#### PROMPT 1
Answer these questions from the Robert Joseph Ryan biography:
(a) In what year did Ryan marry Mary Frances O'Leary?
(b) Who interviewed Ryan in 1953?
(c) During which years did Ryan attend the National War College?
#### PROMPT 2
Carry on the Robert Joseph Ryan biography from its last sentence.
Top of EXTRACT
Robert Joseph Ryan Sr. (July 11, 1914 – September 17, 2003) was an American diplomat. Ryan served as the US Ambassador to Niger from 1964 to 1968.

== Early life and family ==
Robert Joseph Ryan was born in Hatfield, Massachusetts to Thomas W. Ryan and Hannah Whalen. He graduated from Smith Academy. He studied for two years at the University of Massachusetts, followed by training at a business school in Washington, D.C., from which he graduated after taking a civil service examination. After graduating, Ryan worked as a sports reporter for two local newspapers.

He was married to the former Mary Frances O'Leary in 1938. They had two sons together: Robert Joseph Ryan, Jr. and Thomas Ryan. Both sons worked for the State Department and Robert Joseph Ryan, Jr. was the US Ambassador to Mali from 1984-1987.

== Career ==
Ryan joined the Department of State in 1937. Soon after, he completed a law degree at the Columbus School of Law in the Catholic University of America in D.C. Ryan worked in the passport office headed by Ruth Shipley until he was transferred to the personnel office, where he assumed managerial duties. He was promoted to Assistant Chief for Foreign Service Personnel. While Ryan was in this position, McCarthyism started to pick up its pace and Ryan was investigated for communist leanings by Senator Joseph McCarthy and his aides. He was interviewed by Roy Cohn, David Schine, and Julius Sourwine (an ex-FBI agent) in 1953. He was, at the time, the highest ranking person they had investigated. He was later summoned to a secret hearing on the charges against him. Ryan discovered over the course of the hearing that he was being investigated due to two disgruntled coworkers who had complained to McCarthy about Ryan's office not doing a good enough job at security and "maintaining separate files". McCarthy and his aides later transferred their attentions to the Department of the Army in lieu of the Department of State.

In 1955, Ryan joined the Foreign Service as a senior Foreign Service Officer. This same year, Ryan became the Executive Director of the Bureau of Near Eastern, South Asian, and African Affairs. He continued his management and administration role in this position. He also was charged with justifying the budget for the bureau and all of the posts in the countries under them. From 1958 to 1959, he attended the National War College. Ryan then served as a Counselor of Embassy at the United States Embassy in Paris from 1959 to 1964. He was present when John F. Kennedy and Jackie Kennedy visited Paris in 1961. As Counselor of Embassy, Ryan was responsible for administrative affairs and for the United States missions to NATO, the OECD and UNESCO.
Bottom of EXTRACT
Top of DATA SUPPLIED
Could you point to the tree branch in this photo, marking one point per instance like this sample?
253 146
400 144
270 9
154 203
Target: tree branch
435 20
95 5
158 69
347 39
Bottom of DATA SUPPLIED
#### FINAL ANSWER 1
(a) 1938
(b) Roy Cohn, David Schine, and Julius Sourwine
(c) 1958 to 1959

#### FINAL ANSWER 2
Ryan was appointed as the second US Ambassador to Niger in July of 1964. He worked in this capacity until 1968. As Ambassador to Niger, Ryan developed plans to construct a new US embassy. He also helped with the construction of the Kennedy Bridge over the Niger River. The embassy wasn't complete until after Ryan had already left the position. Back in the United States, Ryan initially worked for almost a year as Deputy Assistant Secretary of State before leaving the Department. He then joined the United Nations, where he worked from 1969 to 1977 as Director of Administrative Affairs and later Assistant Secretary General. In this later position, Ryan headed a large-scale evaluation of internal processes.

== Retirement ==
Ryan retired in 1977. He continued his involvement in foreign affairs, staying involved in the local chapter of the United Nations Association. He also joined the boards of Bethune-Cookman College, Embry-Riddle Aeronautical University, and Diplomatic and Consular Officers Retired (DACOR).

On March 7, 2003, the American Foreign Service Association presented Ryan with its National Alumni Service Award only a few months before his death.

Ryan died in Daytona Beach at the age of 89.

In 2014, the Ambassador and Mrs. Robert J. Ryan International Relations Award was given out at Ryan's alma mater, Smith Academy.